**Problem requirements**
Reproduce the page about the National Wildlife Centre between "Once the NWC" and "of Canada’s wildlife.", inclusive.

**Page text**
•••••
The National Wildlife Centre (NWC) works within the interconnection of humans, Canadian wildlife and the environment through a OneHealth concept. The NWC helps native wildlife through our programs aimed at conservation goals to protect ecosystems, populations of wild animals, and the health of individual animals. We organize our work around four crucial areas: Wildlife Medicine and Rehabilitation; Education and Conservation; Knowledge Creation and Research; and Wildlife Emergency Prevention and Preparedness.
Based out of Caledon, Ontario, the National Wildlife Centre currently operates across Ontario primarily using our mobile vet hospital until our new Centre of Excellence is completed. The National Wildlife Centre also partners with and provides support to wildlife rehabilitators across Ontario and Canada. We have recently expanded and now provide care to sick and injured wildlife through partnerships with wildlife rehabilitation centres and a network of veterinary medicine interns across the country – in 2021 we are active in Ontario, Alberta, Manitoba, and Nova Scotia.
We have accomplished great things since 2014, including caring for over 5,000 native wild animals and more than 200 species, including many threatened and endangered ones. It is time for our next evolution – growth and permanency. Our Project Evolution will see the construction of a new state-of-the-art 26,000 square foot facility in Caledon, Ontario that will serve as our national headquarters, is projected to help over 5,000 sick, injured, or orphaned wild animals annually, and will act as a hub of discovery and education to inspire the public and the next generation of wildlife specialists across Canada.
Once the NWC Centre of Excellence is established, we expect to field over 10,000 calls a year from the public and care for over 5,000 sick, injured, and orphaned animals annually. Open 365 days a year, the NWC Centre of Excellence will host national and international veterinarians, students, scientists and rehabilitators to learn and share best practices and create new practices for the betterment of Canada’s wildlife.
•••••
**Supplied entries**
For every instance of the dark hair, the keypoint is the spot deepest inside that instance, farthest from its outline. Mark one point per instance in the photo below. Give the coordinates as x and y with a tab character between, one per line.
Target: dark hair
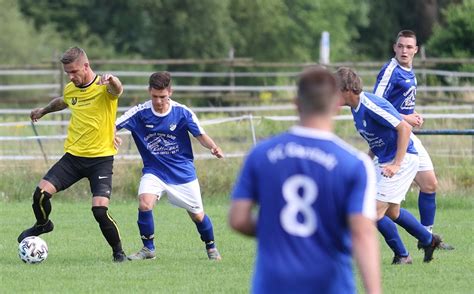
406	34
72	54
160	80
348	80
317	89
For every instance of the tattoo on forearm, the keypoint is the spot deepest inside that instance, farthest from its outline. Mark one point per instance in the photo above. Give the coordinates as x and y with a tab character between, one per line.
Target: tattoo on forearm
55	105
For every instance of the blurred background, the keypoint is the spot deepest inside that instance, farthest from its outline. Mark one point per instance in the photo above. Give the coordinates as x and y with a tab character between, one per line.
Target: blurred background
234	62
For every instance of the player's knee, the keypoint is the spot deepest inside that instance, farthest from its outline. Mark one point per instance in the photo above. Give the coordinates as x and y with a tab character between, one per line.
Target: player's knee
39	195
145	205
100	213
197	217
430	186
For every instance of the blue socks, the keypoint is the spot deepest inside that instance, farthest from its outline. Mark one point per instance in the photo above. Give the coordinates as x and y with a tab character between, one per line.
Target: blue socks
427	207
206	231
146	226
389	231
413	227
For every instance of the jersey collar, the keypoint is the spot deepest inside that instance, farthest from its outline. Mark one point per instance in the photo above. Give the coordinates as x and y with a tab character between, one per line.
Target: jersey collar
401	66
361	97
311	133
162	114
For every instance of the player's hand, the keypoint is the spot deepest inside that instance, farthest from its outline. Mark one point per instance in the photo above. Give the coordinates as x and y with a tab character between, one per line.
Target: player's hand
414	119
117	142
390	170
217	152
105	79
36	114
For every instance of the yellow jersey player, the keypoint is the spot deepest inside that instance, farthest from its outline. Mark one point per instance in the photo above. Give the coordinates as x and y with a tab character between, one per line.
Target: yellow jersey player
89	147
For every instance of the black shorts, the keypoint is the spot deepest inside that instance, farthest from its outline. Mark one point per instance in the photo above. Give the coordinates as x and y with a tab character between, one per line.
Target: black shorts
70	169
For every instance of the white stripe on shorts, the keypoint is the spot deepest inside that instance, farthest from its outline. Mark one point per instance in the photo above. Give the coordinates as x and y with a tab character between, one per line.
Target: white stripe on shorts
394	189
187	196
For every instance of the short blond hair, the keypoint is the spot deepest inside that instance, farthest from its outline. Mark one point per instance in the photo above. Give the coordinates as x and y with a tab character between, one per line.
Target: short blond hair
348	80
73	54
317	90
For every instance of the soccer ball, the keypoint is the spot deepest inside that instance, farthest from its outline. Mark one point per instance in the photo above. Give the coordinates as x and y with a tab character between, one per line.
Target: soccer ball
33	250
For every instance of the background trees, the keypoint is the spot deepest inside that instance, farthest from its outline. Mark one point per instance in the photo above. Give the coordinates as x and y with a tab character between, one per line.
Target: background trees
267	30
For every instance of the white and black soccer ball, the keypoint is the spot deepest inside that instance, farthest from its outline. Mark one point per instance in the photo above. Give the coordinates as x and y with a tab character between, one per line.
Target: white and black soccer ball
33	250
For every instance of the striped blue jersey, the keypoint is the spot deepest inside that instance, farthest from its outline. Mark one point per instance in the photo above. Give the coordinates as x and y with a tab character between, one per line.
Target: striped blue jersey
376	120
397	84
163	140
306	184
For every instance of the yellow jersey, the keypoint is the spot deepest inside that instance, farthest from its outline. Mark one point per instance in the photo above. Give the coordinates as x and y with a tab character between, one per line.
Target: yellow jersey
92	125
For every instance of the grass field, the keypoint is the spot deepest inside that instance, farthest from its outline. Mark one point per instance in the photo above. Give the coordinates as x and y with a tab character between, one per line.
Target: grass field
80	261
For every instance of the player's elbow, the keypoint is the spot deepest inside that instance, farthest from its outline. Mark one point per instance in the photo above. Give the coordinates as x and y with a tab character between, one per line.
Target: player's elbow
240	218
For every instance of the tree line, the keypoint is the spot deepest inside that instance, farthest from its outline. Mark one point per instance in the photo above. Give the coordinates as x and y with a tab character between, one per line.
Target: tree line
265	30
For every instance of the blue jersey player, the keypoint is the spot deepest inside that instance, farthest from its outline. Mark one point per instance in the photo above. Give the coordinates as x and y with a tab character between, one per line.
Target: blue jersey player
388	136
315	199
396	82
160	129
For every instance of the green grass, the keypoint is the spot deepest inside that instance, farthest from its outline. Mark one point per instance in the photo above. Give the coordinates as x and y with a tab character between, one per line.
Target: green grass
80	260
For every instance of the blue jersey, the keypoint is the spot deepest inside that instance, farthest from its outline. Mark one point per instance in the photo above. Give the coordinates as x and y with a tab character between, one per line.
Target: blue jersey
376	120
306	183
163	140
397	84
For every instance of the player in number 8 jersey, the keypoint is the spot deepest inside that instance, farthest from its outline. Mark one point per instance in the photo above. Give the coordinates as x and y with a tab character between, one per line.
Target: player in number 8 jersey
311	203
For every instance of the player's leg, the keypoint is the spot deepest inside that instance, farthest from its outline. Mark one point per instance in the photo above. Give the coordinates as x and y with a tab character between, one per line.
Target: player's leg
427	241
149	191
59	177
428	184
188	196
206	231
426	180
99	173
389	231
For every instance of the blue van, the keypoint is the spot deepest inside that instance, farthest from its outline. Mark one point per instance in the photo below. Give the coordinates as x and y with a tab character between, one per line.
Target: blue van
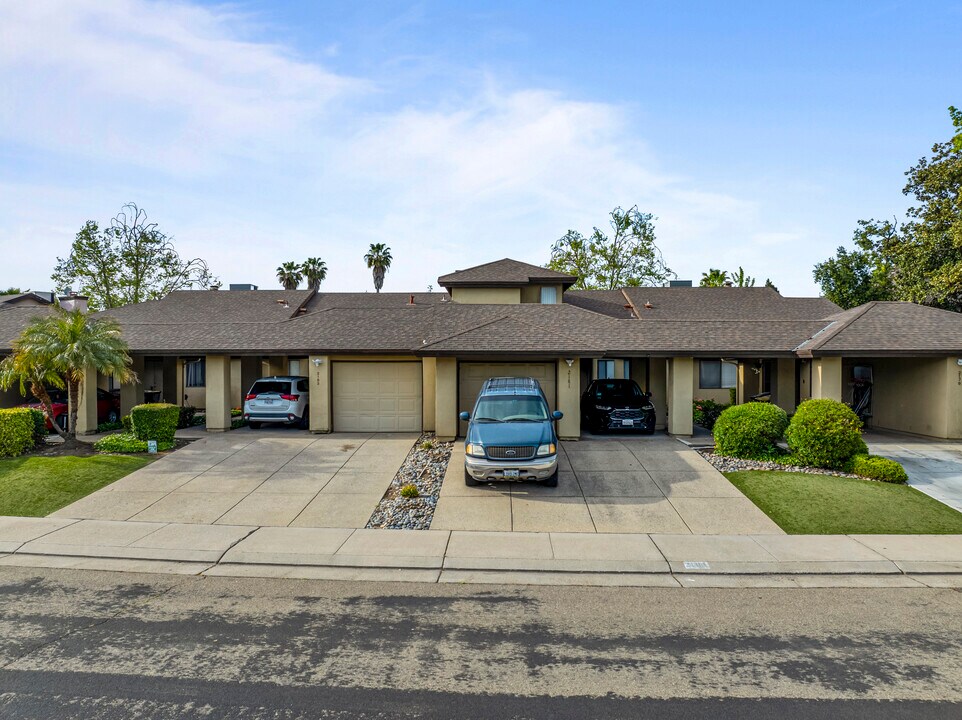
511	434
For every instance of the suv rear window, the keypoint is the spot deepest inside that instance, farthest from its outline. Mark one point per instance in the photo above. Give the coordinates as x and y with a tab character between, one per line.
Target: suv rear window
262	387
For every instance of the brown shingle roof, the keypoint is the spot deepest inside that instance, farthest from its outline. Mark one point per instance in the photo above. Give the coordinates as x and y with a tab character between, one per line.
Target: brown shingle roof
888	328
504	273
•••••
**Solved exercise**
Once the NWC Centre of Excellence is established, we expect to field over 10,000 calls a year from the public and care for over 5,000 sick, injured, and orphaned animals annually. Open 365 days a year, the NWC Centre of Excellence will host national and international veterinarians, students, scientists and rehabilitators to learn and share best practices and create new practices for the betterment of Canada’s wildlife.